» **Brief**:
Rewrite the items below with every "Objective" changed to "Goal", leaving all else as it is.

» **Given information**:
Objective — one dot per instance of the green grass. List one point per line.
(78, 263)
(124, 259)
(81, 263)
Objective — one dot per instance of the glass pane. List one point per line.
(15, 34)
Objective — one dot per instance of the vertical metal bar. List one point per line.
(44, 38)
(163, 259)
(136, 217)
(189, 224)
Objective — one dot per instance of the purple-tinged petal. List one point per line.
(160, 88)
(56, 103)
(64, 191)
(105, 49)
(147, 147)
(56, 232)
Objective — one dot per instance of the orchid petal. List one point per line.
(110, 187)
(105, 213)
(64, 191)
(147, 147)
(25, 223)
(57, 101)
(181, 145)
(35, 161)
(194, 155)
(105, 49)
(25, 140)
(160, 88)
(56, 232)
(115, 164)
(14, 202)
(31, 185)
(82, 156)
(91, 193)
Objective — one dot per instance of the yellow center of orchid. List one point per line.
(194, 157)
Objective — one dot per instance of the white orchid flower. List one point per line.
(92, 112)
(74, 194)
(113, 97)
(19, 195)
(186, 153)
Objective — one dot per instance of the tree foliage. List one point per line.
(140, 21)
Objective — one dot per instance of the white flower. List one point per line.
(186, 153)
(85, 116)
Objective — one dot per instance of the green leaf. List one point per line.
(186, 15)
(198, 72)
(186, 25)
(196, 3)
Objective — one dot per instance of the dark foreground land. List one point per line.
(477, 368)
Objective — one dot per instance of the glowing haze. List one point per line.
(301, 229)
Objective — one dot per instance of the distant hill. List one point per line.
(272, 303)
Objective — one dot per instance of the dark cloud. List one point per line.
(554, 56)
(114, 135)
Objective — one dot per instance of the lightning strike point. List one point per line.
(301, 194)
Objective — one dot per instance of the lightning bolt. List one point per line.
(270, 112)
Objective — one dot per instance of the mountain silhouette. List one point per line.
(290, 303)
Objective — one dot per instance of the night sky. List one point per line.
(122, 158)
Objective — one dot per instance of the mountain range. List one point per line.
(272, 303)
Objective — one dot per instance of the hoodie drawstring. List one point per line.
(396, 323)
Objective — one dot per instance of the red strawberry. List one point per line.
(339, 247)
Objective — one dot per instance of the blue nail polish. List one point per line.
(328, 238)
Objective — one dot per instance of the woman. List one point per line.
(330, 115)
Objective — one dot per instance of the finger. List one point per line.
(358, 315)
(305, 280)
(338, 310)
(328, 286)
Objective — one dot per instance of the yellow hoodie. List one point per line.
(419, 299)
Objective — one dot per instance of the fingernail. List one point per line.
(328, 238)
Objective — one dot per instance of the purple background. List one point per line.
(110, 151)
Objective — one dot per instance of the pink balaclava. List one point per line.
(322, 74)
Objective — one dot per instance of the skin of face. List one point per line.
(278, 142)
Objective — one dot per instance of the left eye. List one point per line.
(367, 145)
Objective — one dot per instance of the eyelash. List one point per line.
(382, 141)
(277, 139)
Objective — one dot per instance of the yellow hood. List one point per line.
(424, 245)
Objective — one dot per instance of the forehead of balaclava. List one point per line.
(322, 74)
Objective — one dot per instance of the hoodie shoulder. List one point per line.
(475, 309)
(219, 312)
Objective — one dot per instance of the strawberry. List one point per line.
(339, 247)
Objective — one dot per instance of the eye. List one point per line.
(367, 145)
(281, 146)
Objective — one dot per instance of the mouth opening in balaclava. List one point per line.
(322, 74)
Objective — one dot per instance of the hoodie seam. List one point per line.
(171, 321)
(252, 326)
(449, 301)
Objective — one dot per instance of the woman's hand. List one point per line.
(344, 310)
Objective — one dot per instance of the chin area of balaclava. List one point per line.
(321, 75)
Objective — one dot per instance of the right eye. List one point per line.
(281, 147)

» **The result**:
Goal — one dot per instance of the green grass. List one point per line.
(78, 263)
(124, 259)
(81, 263)
Goal — one dot per instance of the glass pane. List one point per line.
(15, 34)
Goal — one dot per instance of the vertical metal bar. List one point per line.
(44, 38)
(163, 259)
(136, 217)
(189, 224)
Goal — one dot per instance of the purple-tinged petal. List one point per line.
(160, 88)
(56, 103)
(64, 191)
(105, 49)
(147, 147)
(56, 232)
Goal — one dot per instance of the orchid petal. List one point per line.
(110, 187)
(105, 213)
(64, 191)
(147, 147)
(25, 223)
(57, 101)
(181, 145)
(35, 161)
(194, 155)
(105, 49)
(25, 140)
(160, 88)
(56, 232)
(115, 164)
(14, 202)
(31, 185)
(82, 156)
(91, 193)
Goal — one dot per instance of the yellow center of orchid. List one point per line.
(194, 157)
Goal — one dot per instance of the white orchid flower. List one point per line.
(92, 112)
(74, 194)
(113, 97)
(19, 195)
(186, 153)
Goal — one dot per instance of the tree foliage. List one point per line.
(140, 21)
Goal — one dot per instance of the white flower. List one point per line.
(186, 153)
(85, 116)
Goal — one dot per instance of the green leaf. List one point per line.
(186, 15)
(198, 72)
(186, 25)
(196, 3)
Goal — one dot per instance of the dark foreground land. List one point per line.
(477, 368)
Goal — one dot per instance of the glowing haze. List one point per line.
(301, 229)
Goal — one dot per instance of the distant hill. List one point per line.
(272, 303)
Goal — one dot per instance of the dark cloud. List one point per line.
(554, 56)
(114, 135)
Goal — one dot per instance of the lightning strike point. List one point per line.
(301, 194)
Goal — one dot per instance of the lightning bolt. List one point per line.
(270, 112)
Goal — one dot per instance of the mountain silhouette. List one point per line.
(290, 303)
Goal — one dot per instance of the night sky. List one point per line.
(122, 158)
Goal — one dot per instance of the mountain range. List one point per line.
(272, 303)
Goal — one dot per instance of the hoodie drawstring. List one point per line.
(396, 323)
Goal — one dot per instance of the red strawberry. List one point per line.
(339, 247)
Goal — one dot per instance of the blue nail polish. List one point per line.
(328, 238)
Goal — one dot per instance of the woman. List one point per line.
(330, 115)
Goal — one dot per instance of the finger. List one point per line.
(358, 315)
(305, 280)
(338, 310)
(328, 286)
Goal — one dot per instance of the yellow hoodie. List one point per line.
(419, 299)
Goal — one dot per instance of the fingernail. List one point per line.
(328, 238)
Goal — one dot per instance of the purple background. List one point per line.
(110, 151)
Goal — one dot per instance of the pink balaclava. List one point per line.
(322, 74)
Goal — one dot per instance of the skin of face. List one point per line.
(278, 142)
Goal — one dot per instance of the left eye. List one point per line.
(367, 145)
Goal — one dot per instance of the eyelash. List one point per line.
(382, 141)
(277, 139)
Goal — one dot per instance of the yellow hood. List one point per line.
(424, 245)
Goal — one dot per instance of the forehead of balaclava. List one point per line.
(322, 74)
Goal — one dot per instance of the hoodie shoulder. List one point per line.
(475, 309)
(219, 312)
Goal — one dot per instance of the strawberry. List one point per line.
(339, 247)
Goal — one dot per instance of the eye. List one point per line.
(367, 145)
(281, 146)
Goal — one dot per instance of the mouth opening in balaclava. List one point per line.
(322, 74)
Goal — one dot per instance of the hoodie seam. List one point per line.
(171, 321)
(252, 326)
(449, 301)
Goal — one dot per instance of the woman's hand. List one point per line.
(344, 310)
Goal — one dot per instance of the chin area of balaclava. List one point per line.
(321, 75)
Goal — one dot per instance of the right eye. List one point per line.
(281, 147)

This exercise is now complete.